LIST OF TASKS:
(1) Answer these from the fibromyalgia journal entry:
(a) How many bad days did the writer have last week?
(b) Which ankle was hurting when the writer woke up?
(c) Who took care of Toby at lunch?
(2) Carry on the fibromyalgia journal entry from its final sentence.

PROVIDED TEXT:
╭──
I had 2 bad days last week, then felt okay for a couple days, and today am in bed again! The weather has cooled off and we've had some storms and rain, so I think that might be it. Funny to think that several months ago 70 degrees was warm, but now it's cool and damp. Ugh. How are you ever supposed to learn to deal with this and maybe even TRY to predict how I'm going to feel in 24 hours? I think that's what I hate most, the unpredictable. I'ma total control freak, which has been hard to give up anyway, but sometimes it's worse than other times. Today I wanted to try to go for a walk when I got up since it's been cooler and drier, but instead when I woke up my right ankle was hurting, it feels like my leg is going to give out when I walk. Every step gives me a sharp pain all the way up the side and back of my leg. I decided to just stay hanging around in bed. I had to take a pain pill early this morning, which I hate to do because I can't fall back to sleep and get the sweats and have stupid dreams. Which is exactly what happened. I finally fell asleep about 8:15, and woke up at 8:45 to the sound of Toby retching. Then he puked and had diarrhea before I could get out of bed and get to him. I got all that cleaned up and put him in the little room, I found more poop under his blanket. So much for taking it easy! Steve came home and took care of him at lunch - no more messes, but now he's been whining all afternoon until I'm about ready to scream. I love my dog, I love my dog, I love my DOG... I hate fibro, I hate fibro, I hate FIBRO! All I want to do is have a freaking LIFE. I don't want this crap anymore. I'm tired of it. I'm tired of being tired, I'm tired of the pain, I'm tired of not being able to clean my house the way I used to, I'm tired of not being able to be the grandma I want to be with Hailey, I'm just tired of being ME. I'd like to be someone else for awhile. Please.
╰──
INFORMATION SUPPLIED:
╭──
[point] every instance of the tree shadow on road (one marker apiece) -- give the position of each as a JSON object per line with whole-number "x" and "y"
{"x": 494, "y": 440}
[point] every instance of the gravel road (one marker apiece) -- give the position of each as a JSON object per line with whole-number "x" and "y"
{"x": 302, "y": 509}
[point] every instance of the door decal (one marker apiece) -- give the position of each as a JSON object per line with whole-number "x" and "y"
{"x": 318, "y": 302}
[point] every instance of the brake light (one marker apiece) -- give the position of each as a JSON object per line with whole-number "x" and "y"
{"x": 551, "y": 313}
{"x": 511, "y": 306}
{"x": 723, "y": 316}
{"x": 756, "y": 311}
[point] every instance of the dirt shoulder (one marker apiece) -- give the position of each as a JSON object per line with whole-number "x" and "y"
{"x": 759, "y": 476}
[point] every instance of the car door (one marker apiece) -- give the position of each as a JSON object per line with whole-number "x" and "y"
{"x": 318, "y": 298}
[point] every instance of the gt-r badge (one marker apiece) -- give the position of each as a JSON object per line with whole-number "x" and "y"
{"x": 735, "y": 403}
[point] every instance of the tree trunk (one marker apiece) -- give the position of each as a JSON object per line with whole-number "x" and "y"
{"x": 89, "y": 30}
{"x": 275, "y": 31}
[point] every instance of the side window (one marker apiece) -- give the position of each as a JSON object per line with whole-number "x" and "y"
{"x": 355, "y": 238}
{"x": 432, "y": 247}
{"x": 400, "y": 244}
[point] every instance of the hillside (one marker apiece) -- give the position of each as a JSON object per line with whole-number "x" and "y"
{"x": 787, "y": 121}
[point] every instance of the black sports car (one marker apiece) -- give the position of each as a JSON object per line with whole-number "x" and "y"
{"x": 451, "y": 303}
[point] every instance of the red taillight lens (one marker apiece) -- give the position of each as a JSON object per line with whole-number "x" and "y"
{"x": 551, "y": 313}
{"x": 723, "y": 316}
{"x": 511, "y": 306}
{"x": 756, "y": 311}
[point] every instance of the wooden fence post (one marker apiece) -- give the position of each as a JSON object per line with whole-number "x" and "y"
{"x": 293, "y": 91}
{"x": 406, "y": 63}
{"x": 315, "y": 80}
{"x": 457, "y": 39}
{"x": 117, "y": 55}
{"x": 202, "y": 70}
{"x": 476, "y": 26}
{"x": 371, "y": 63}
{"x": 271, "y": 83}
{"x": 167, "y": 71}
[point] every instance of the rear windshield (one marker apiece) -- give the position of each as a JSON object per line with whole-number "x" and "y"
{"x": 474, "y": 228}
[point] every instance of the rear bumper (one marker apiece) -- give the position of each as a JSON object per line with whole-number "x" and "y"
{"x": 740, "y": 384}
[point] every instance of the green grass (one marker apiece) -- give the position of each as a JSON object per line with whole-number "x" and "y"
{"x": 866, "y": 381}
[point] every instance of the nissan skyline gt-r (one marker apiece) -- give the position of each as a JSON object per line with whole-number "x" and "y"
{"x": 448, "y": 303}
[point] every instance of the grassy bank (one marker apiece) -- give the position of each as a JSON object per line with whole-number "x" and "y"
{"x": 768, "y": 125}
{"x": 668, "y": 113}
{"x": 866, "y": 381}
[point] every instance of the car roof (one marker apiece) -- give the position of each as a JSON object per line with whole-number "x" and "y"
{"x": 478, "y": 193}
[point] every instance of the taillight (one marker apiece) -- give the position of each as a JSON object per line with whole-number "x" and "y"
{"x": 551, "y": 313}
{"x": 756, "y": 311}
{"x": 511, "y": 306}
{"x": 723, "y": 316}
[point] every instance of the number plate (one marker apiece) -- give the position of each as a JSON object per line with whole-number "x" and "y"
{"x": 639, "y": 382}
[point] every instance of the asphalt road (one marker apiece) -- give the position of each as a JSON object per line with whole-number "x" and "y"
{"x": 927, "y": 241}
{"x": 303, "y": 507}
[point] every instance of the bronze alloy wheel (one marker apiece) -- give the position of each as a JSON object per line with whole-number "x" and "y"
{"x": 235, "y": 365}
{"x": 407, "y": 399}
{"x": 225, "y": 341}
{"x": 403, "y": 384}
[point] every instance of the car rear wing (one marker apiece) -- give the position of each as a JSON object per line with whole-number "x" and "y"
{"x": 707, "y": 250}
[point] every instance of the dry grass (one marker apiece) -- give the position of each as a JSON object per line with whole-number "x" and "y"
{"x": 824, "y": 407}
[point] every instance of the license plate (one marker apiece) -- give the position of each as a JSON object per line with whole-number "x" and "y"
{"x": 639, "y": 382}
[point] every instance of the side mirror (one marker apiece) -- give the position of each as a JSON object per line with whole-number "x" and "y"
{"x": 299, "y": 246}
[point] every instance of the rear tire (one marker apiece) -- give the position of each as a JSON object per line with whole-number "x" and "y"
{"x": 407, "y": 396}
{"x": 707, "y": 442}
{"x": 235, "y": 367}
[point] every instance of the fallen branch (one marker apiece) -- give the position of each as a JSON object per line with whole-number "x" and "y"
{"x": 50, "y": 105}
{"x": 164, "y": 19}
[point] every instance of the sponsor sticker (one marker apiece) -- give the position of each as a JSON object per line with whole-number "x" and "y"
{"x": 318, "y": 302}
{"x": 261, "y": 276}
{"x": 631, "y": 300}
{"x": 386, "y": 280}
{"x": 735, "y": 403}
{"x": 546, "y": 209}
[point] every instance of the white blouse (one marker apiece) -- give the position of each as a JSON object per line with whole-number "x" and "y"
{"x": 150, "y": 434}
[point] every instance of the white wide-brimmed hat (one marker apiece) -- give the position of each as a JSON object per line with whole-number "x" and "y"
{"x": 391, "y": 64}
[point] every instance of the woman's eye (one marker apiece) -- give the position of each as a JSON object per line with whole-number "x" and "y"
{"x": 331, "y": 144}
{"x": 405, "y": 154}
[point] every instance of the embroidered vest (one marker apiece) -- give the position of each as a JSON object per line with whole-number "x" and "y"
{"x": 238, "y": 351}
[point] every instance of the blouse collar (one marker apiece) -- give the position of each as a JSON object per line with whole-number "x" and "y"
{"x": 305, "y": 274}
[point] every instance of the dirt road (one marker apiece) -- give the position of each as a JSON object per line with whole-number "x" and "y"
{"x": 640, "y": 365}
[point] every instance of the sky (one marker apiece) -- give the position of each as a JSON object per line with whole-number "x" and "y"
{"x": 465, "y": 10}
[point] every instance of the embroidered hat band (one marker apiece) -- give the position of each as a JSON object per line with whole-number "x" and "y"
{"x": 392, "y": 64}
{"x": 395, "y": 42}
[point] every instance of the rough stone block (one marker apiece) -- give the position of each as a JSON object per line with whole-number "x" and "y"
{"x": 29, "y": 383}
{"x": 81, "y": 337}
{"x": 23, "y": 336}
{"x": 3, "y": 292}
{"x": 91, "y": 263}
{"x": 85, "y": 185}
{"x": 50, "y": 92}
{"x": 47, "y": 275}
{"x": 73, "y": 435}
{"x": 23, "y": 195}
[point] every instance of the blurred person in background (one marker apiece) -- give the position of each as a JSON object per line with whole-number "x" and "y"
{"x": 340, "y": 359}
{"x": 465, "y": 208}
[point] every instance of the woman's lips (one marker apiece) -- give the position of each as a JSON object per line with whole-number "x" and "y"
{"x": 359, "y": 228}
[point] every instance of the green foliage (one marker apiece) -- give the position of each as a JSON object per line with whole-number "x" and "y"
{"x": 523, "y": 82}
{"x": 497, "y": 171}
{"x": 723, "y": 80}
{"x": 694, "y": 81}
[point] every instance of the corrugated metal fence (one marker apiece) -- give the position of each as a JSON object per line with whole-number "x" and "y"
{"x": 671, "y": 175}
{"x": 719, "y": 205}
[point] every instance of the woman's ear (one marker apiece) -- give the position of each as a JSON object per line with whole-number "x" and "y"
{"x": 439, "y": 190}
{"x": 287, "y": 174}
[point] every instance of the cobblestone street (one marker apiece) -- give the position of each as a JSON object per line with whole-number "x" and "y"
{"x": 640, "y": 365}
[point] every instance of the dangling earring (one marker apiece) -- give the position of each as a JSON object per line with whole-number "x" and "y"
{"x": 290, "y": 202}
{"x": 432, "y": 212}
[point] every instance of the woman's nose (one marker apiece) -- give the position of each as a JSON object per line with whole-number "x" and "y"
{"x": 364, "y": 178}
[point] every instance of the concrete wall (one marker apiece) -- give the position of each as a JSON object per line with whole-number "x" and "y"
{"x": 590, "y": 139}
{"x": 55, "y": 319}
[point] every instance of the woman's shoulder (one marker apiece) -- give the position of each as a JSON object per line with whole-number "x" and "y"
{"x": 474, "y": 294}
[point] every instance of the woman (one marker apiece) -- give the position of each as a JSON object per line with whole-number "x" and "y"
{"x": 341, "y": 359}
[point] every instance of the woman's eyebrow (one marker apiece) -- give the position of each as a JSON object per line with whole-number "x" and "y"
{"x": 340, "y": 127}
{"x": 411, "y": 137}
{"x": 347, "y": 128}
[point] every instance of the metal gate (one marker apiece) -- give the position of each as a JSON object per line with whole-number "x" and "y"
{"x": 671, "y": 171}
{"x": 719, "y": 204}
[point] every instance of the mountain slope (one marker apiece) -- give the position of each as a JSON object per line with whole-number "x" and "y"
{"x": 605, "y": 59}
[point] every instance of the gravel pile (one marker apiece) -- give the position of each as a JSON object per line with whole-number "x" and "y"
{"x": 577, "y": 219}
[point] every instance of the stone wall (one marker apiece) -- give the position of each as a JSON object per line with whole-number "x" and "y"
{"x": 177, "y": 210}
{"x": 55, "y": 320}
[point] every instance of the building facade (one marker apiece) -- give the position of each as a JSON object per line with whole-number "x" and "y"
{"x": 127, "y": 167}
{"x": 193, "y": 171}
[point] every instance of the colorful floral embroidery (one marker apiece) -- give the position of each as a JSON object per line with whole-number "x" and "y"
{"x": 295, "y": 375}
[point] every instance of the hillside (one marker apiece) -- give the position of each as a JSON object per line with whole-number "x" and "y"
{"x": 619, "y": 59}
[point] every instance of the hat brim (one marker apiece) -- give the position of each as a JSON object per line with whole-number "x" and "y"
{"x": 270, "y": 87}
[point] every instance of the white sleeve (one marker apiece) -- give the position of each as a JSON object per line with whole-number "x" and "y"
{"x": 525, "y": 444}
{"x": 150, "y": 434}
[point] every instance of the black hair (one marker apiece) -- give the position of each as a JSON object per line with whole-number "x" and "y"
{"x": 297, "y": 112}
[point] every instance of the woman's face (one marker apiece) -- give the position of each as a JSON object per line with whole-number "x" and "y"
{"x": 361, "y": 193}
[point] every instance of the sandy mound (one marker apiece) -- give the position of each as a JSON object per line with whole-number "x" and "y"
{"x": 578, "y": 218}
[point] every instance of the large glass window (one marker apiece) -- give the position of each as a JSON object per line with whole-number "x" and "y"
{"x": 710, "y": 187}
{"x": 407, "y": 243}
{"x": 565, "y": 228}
╰──
RESPONSE LIST:
(1)
(a) Two.
(b) The right ankle.
(c) Steve.

(2)
Cindy and I got a chance to visit last night. I hadn't talked to her in awhile. I miss my friends and doing stuff when I feel like it. One year Cindy and I went to Lauritzen Gardens and took photos of the flowers. It was so much fun. I can't even imagine doing that now. Well, maybe on a good day, when I have one, which is pretty darn seldom, and then only maybe. I haven't taken any pictures this summer. No graving for me. I miss it. I feel like I waited all winter so I could get out and now summer is almost over. Hell.
Dad is coming home from the hospital today. I think he's home by now. Now, we only have to make sure the followup care happens. We need to make sure he gets into a day program to keep him socialized. He's been much mellower this week, even Steve noticed last night that he seemed to be more like the old dad. He said he hadn't seen dad act like this since he moved back from Arizona, and I have to agree. He says he's still going through with this divorce and he doesn't want anything more to do with Pam, which he's said umpteen thousand times, but sounds believable this time. I told him he should write it down somewhere, so when he gets depressed and feels down about things he can see where he wrote it, in his own handwriting! I was only half-kidding.
We got the letter from the VA in Lincoln - yay! So dad is officially now on the list for admission to any one of the Nebraska Veterans Homes. We had a talk with him last spring, telling him we were going to do it and that we were going to walk away from the house, but I know he doesn't remember it, so I'm anticipating having a really hard time when the time comes, but we'll deal with that when it happens. I'm just relieved to have the decision made - at long last.